RECORDS FOR PROCESSING »
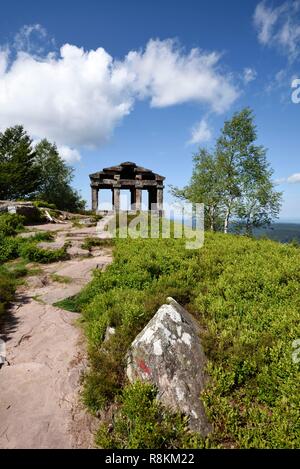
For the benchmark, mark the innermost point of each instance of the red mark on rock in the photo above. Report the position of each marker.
(142, 365)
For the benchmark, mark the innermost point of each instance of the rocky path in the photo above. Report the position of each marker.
(45, 352)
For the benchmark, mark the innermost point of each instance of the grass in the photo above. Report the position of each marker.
(244, 294)
(16, 252)
(89, 243)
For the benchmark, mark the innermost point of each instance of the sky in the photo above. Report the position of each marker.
(151, 81)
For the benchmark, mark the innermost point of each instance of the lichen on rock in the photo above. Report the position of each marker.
(168, 353)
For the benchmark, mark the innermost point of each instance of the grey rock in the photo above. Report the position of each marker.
(168, 354)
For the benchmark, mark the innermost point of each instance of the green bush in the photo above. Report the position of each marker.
(89, 243)
(7, 289)
(44, 204)
(10, 224)
(245, 295)
(32, 253)
(9, 248)
(141, 422)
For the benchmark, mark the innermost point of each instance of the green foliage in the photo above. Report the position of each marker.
(89, 243)
(69, 304)
(42, 236)
(7, 289)
(44, 204)
(245, 295)
(235, 179)
(19, 177)
(56, 177)
(10, 224)
(142, 422)
(61, 278)
(30, 251)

DIRECTIONS FOR THIS TASK » Rewrite the rows above, changing every "innermost point" to "most central point" and leaving everything else unchanged. Omit the pictures.

CORRECT RESULT »
For the benchmark, mark the most central point of each instance of the red mark on rock in the photo above. Report the position of each marker.
(142, 365)
For the benchmark, mark the most central point of each instance of the rocky path in the photo above. Report the position of each marker.
(45, 352)
For the benchmark, mark the most central point of each instance of the grass in the photo above. Report the position of each marker.
(244, 294)
(16, 252)
(89, 243)
For the benchmark, mark the most central point of each instance of the sky in the photo above. Report the position of each marker.
(151, 81)
For the benchmark, mark the most central point of each instance of the lichen on rock in the photo above. Report the position of each marker.
(168, 353)
For the benchmark, mark the most central point of each instance of the grey rock in the photo above. Report the position of each marker.
(168, 354)
For the benchmark, mark the most central point of each instance of the green bush in the photo above. Report the position of each marker.
(89, 243)
(7, 289)
(44, 204)
(10, 224)
(245, 295)
(32, 253)
(9, 248)
(141, 422)
For the benchmark, mark the most central point of each instance of the green foliage in the photo above. Report the position of each marker.
(89, 243)
(69, 304)
(42, 236)
(7, 289)
(44, 204)
(245, 295)
(235, 179)
(19, 177)
(56, 177)
(10, 224)
(142, 422)
(61, 278)
(30, 251)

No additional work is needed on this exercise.